_Trecho do documento_
Por Maria Carolina Marcello e Ricardo Brito
BRASÍLIA (Reuters) - A depender de composição, a Comissão Parlamentar de Inquérito (CPI) da Covid-19 pode arranhar a imagem já desgastada do governo, mas o presidente Jair Bolsonaro pode, por outro lado, se beneficiar do clima de tensão entre os Poderes.
Duas fontes consultadas pela Reuters, uma contrária e outra favorável à instalação da CPI, apontam que o recente acirramento na relação entre Executivo, Judiciário e Legislativo configura o cenário perfeito para o discurso de enfrentamento de Bolsonaro. De quebra, serve ainda de justificativa, deixando aberta a possibilidade de atribuir a culpa de eventuais insucessos do governo aos outros Poderes.
"Vai voltar aquele momento de tensão que talvez no fundo, no fundo, é tudo o que Bolsonaro quer. Porque assim que ele foi eleito, pressionando o Judiciário, questionando as práticas do Legislativo. Talvez seja tudo o que ele precisa", disse uma das fontes.
Amostra de como o presidente pode adicionar lenha à fogueira foram suas declarações mais cedo nesta sexta-feira, com ataque direto ao ministro Luís Roberto Barroso, que na véspera determinou a abertura da CPI no Senado para investigar a gestão da pandemia de Covid-19 no Brasil. Bolsonaro disse que falta "coragem moral" ao ministro e que ele fez "politicalha" ao determinar a abertura da CPI.
Há, por outro lado, o grande risco de desgaste do governo com a abertura da CPI. Corre, no meio político, o entendimento que sabe-se como começa uma comissão parlamentar de inquérito, mas não como ela termina. Foi em depoimento a uma CPI, a da Petrobras (SA:PETR4), que o então presidente da Câmara, Eduardo Cunha (MDB-RJ), negou manter contas no exterior. Posteriormente, diante de provas que a declaração era mentira, Cunha teve seu mandato cassado.
Anos antes, a CPI dos Correios chegou a colocar em risco o governo do então presidente Luiz Inácio Lula da Silva, ainda em seu primeiro mandato, durante as investigações do escândalo do mensalão.
Numa tentativa de criar um discurso para se contrapor ao avanço da CPI, Bolsonaro e aliados passaram até a defender que se abra também procedimentos de impeachment de ministros do Supremo.

_Partes do exercício_
(a) No artigo sobre a CPI da Covid-19, qual ministro foi alvo de ataque direto de Bolsonaro nesta sexta-feira?
(b) Transcreva o trecho do artigo sobre a CPI da Covid-19 que começa em "Há, por outro" e prossegue até "seu mandato cassado.".

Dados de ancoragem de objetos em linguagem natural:
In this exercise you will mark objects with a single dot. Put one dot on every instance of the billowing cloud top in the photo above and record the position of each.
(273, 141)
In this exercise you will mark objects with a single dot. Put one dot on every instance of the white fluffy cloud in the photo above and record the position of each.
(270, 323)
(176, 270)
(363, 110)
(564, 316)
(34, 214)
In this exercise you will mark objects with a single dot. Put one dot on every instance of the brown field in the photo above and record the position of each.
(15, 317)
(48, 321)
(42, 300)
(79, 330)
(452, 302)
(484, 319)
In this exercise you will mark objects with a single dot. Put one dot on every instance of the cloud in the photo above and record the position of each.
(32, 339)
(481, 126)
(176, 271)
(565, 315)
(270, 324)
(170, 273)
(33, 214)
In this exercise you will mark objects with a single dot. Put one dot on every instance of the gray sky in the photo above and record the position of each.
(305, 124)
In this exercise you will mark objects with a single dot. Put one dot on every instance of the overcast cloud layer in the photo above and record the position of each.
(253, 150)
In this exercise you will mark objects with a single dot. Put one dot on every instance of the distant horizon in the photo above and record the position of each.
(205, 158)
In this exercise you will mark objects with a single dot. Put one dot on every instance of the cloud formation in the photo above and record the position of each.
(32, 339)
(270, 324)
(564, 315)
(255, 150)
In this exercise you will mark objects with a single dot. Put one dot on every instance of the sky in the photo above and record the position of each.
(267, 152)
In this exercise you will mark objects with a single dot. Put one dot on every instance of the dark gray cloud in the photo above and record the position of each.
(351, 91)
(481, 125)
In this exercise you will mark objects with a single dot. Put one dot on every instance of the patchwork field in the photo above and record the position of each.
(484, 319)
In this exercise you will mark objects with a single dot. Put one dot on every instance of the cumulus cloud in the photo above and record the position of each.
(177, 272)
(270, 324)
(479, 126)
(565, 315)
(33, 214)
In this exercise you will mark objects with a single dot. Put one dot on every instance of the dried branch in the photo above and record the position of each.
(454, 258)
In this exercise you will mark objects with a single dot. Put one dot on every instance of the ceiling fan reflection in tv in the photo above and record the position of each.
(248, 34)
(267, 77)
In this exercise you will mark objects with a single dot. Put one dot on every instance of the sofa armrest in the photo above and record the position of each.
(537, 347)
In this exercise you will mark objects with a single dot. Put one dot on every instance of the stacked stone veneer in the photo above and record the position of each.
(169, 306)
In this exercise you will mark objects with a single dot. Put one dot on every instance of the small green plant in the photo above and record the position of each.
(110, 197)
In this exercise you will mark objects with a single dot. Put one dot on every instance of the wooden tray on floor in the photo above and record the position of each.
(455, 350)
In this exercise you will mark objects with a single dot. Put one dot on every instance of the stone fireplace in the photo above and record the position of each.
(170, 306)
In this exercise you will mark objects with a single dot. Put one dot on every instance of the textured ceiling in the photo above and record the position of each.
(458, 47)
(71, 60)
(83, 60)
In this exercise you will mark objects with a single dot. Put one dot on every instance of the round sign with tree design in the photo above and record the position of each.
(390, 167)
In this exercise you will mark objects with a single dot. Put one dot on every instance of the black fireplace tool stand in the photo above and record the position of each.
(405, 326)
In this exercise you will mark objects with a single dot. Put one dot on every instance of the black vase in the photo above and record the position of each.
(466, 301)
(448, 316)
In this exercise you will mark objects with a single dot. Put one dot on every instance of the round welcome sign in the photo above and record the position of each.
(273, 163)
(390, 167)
* * *
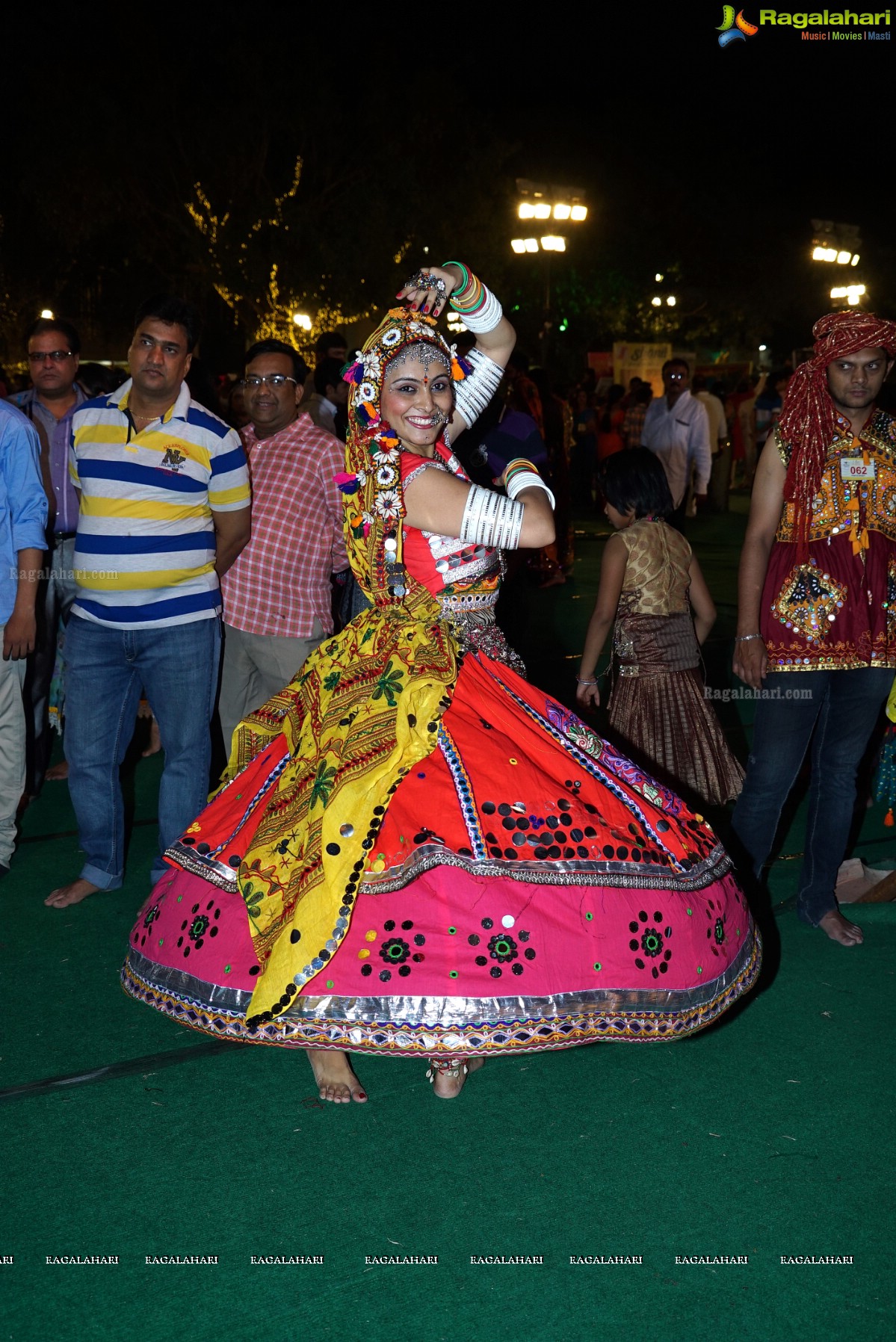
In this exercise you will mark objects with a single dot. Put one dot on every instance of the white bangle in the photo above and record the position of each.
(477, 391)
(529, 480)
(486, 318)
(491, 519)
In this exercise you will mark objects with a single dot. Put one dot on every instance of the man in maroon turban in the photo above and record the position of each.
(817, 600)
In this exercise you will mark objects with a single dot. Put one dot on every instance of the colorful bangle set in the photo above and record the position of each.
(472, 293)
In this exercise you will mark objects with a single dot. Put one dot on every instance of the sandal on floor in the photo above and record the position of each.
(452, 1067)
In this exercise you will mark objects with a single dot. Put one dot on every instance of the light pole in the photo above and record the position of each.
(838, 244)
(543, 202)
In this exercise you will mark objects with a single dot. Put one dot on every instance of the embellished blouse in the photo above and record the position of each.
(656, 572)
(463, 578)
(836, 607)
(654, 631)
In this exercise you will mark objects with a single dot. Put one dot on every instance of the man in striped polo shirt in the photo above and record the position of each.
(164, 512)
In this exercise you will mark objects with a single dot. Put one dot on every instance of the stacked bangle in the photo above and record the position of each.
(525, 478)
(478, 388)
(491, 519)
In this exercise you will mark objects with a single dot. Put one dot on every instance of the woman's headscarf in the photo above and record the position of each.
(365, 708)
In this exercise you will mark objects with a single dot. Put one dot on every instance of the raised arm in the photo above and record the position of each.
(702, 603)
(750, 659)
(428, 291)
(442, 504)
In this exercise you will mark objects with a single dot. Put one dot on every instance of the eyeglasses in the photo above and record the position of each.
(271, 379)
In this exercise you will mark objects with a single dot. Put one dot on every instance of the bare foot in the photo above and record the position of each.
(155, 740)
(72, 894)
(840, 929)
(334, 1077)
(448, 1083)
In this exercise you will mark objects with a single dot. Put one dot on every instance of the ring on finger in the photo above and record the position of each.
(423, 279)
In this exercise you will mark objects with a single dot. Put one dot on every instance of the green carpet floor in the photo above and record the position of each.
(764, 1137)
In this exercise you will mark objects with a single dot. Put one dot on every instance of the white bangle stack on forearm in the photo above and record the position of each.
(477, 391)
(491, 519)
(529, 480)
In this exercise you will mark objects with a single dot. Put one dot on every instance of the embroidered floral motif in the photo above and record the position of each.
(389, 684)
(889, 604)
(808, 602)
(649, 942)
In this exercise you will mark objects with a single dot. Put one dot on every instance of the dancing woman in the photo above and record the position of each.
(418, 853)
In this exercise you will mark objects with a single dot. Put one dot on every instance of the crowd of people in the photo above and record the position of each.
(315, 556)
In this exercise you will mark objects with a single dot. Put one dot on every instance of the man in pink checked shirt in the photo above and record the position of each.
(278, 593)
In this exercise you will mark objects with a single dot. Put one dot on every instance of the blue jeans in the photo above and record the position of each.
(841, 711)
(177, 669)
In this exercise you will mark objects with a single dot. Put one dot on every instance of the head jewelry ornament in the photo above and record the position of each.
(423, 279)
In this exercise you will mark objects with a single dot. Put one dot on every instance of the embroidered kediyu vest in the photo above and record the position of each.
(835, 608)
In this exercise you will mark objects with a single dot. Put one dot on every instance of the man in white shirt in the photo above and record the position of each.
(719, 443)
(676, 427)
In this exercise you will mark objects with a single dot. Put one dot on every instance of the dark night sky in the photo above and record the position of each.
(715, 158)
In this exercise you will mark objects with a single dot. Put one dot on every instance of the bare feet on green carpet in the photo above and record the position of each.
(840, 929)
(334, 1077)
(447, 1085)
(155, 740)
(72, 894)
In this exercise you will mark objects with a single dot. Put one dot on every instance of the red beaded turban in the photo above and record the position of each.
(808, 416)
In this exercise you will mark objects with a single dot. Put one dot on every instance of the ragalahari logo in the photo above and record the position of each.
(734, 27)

_Respostas por tarefa_
(a) O ministro Luís Roberto Barroso.

(b)
Há, por outro lado, o grande risco de desgaste do governo com a abertura da CPI. Corre, no meio político, o entendimento que sabe-se como começa uma comissão parlamentar de inquérito, mas não como ela termina. Foi em depoimento a uma CPI, a da Petrobras (SA:PETR4), que o então presidente da Câmara, Eduardo Cunha (MDB-RJ), negou manter contas no exterior. Posteriormente, diante de provas que a declaração era mentira, Cunha teve seu mandato cassado.